What to do = List every person named in the "Barriers to expansion" text below.

*** Extracted text ***

Barriers to expansion
There are 1,684 physicians, nurse practitioners and other medical professionals registered to certify patients for the state's medical marijuana program.
That number should be higher, proponents say, but many in the field remain ignorant to the medical benefits or retain the view that the drug is a gateway to other, more dangerous drugs, said Dahmer and Schnakenberg.
It doesn't help that the FDA doesn't acknowledge the medical benefits of marijuana. Advocates point to studies disputing this claim, and have filed petitions urging the FDA to reconsider this view.
"If I'm a physician and I'm prescribing a new drug in my practice, one I haven't done before, it usually comes to me through a process," Dahmer said. "It's been FDA-approved, it has rigorous scientific research behind it and, typically, it's been brought to me by a pharmaceutical rep. Marijuana does not fall into any of these categories, so it's been a real leap for the field."
The process for practitioners to register with the state is also "a little onerous but doable," in Schnakenberg's view. He had to take a four-hour course and pay a certification fee — something his oncology colleagues said they don't have the time to do.
"It's just one more thing for them to add to their plate, and I think that's the case for a lot of physicians," he said.
State health department spokeswoman Jill Montag said practitioners may also be hesitant to recommend a course of treatment for patients who may not be able to complete it due to the cost. Because marijuana remains illegal under federal law, insurance won't cover it.
"Ultimately, federal reforms are necessary to enable the program, and other state medical marijuana programs, to reach their full potential to help patients," Montag said.

*** Raw data ***

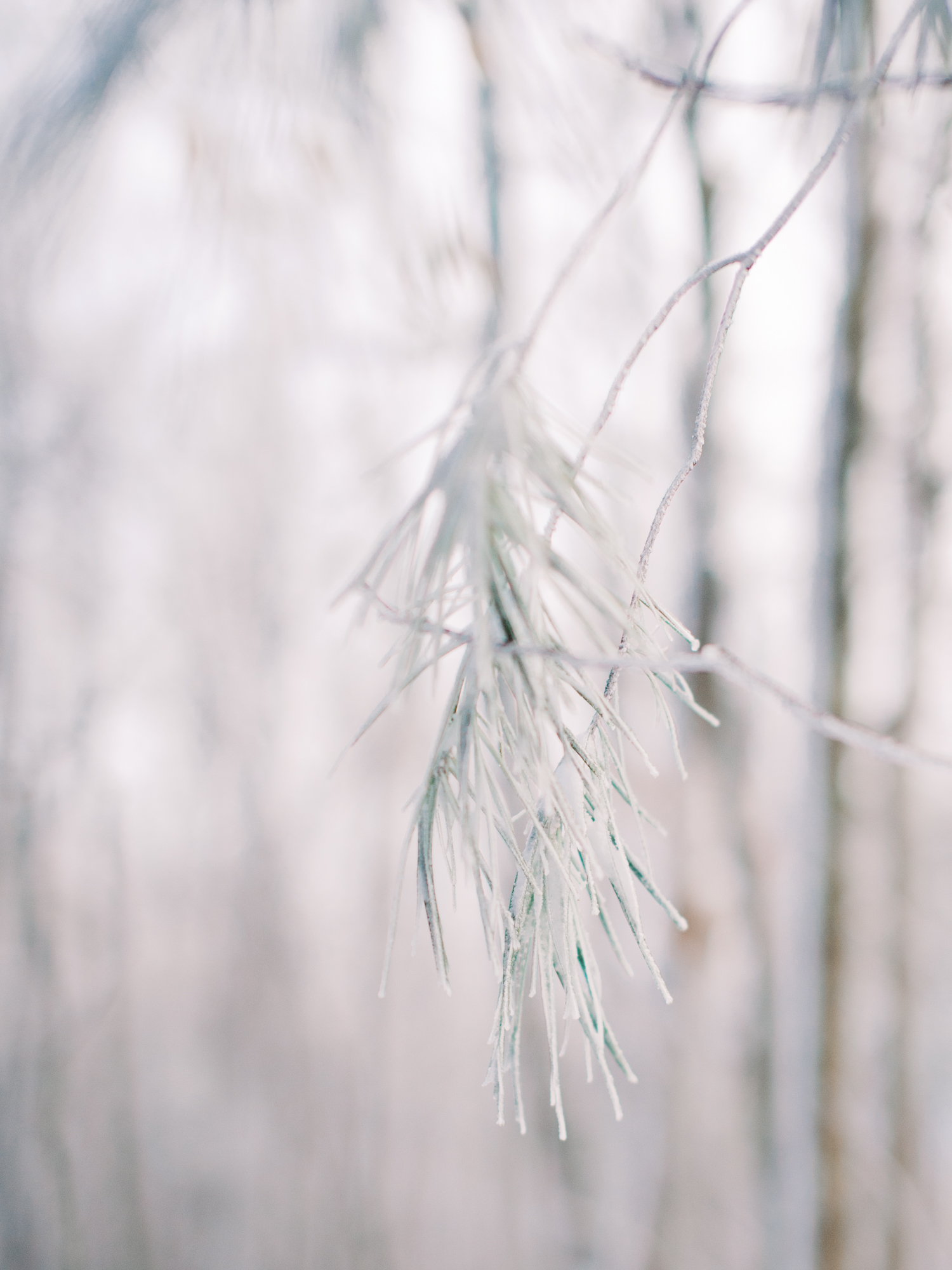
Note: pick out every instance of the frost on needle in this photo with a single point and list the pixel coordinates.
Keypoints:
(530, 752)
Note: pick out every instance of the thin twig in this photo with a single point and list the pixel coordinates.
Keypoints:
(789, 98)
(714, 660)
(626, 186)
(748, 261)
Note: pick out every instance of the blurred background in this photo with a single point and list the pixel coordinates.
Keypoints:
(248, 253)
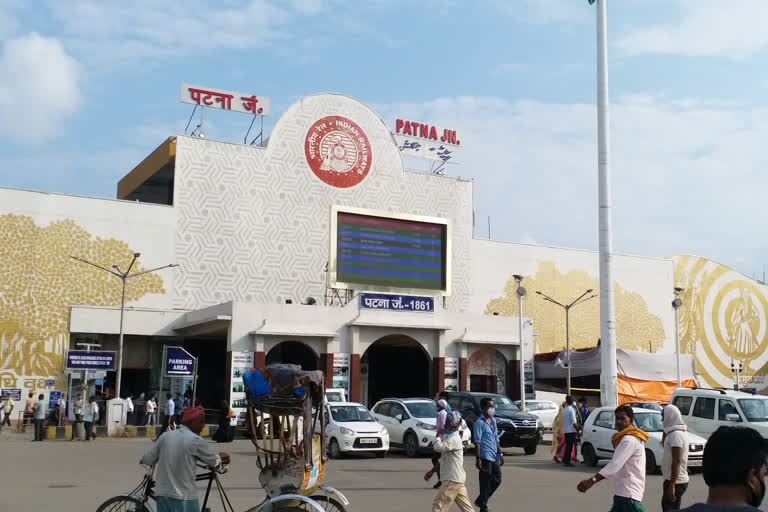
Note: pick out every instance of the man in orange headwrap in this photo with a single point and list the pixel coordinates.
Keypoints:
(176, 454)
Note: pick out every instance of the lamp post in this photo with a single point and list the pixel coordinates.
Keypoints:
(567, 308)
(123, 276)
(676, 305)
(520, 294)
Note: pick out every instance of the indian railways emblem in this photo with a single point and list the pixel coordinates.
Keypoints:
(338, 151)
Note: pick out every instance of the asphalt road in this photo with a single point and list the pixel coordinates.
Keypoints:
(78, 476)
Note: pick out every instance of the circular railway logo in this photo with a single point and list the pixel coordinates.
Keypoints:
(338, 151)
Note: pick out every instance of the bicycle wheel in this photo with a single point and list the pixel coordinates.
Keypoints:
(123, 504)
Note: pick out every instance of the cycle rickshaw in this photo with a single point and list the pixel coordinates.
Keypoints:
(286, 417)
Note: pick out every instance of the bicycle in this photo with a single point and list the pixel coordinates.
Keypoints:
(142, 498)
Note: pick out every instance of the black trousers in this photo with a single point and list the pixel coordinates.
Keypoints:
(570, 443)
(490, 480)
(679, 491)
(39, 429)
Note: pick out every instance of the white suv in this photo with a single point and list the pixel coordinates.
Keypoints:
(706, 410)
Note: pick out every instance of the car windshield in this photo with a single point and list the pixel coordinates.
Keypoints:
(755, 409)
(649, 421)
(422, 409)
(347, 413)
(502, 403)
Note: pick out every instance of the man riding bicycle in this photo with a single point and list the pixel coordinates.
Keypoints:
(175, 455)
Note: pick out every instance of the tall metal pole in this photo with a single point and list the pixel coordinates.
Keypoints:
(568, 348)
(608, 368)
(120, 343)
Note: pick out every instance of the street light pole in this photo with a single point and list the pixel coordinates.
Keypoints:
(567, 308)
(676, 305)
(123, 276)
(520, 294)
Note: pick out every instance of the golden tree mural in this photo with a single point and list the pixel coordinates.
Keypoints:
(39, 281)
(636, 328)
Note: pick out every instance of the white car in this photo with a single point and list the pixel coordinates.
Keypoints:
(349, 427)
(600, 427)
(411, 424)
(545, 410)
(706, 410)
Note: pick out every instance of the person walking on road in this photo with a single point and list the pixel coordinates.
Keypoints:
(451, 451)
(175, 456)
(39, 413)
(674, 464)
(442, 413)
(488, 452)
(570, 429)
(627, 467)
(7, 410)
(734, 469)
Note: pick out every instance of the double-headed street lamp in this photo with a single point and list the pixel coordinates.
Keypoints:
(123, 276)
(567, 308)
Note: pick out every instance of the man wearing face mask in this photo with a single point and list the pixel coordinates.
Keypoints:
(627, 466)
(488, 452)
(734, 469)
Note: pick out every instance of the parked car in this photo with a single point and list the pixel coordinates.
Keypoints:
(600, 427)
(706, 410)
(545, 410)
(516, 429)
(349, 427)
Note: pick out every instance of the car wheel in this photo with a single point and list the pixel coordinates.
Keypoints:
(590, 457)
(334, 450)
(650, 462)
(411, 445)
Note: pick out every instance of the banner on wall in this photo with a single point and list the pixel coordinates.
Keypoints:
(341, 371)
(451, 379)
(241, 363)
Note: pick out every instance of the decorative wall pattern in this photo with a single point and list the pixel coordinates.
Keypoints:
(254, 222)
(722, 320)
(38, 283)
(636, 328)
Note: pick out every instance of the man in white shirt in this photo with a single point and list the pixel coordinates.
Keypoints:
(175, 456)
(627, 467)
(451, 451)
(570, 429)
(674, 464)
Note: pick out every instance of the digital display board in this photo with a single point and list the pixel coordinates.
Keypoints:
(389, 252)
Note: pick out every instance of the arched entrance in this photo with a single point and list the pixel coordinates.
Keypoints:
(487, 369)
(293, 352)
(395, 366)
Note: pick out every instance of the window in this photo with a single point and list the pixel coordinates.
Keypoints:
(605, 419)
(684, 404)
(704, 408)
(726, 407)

***

Solution to this task = Dahmer, Schnakenberg, Jill Montag